*TASK:* The job is to output each record again, character for character.

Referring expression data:
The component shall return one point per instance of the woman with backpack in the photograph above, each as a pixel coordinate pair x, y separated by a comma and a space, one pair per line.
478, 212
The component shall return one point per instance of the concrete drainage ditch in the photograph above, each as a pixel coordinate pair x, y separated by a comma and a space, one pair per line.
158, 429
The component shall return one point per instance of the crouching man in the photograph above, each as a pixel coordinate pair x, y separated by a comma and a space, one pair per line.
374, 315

*RESULT OF THE EXERCISE:*
The component shall return one point per instance of the woman with backpack in the photograph above, each as a pixel coordinate pair x, y separated by a comma and a space, one pair per line.
478, 212
The component shall return one point per instance of the concrete drainage ditch in the photograph above, each as a pixel coordinate pair x, y separated by a comma and a space, one pair per line.
158, 429
The component shall return one point per instance of the crouching man in the photograph above, each as a pixel coordinate pair x, y separated by a comma and a space, one pair per line.
374, 315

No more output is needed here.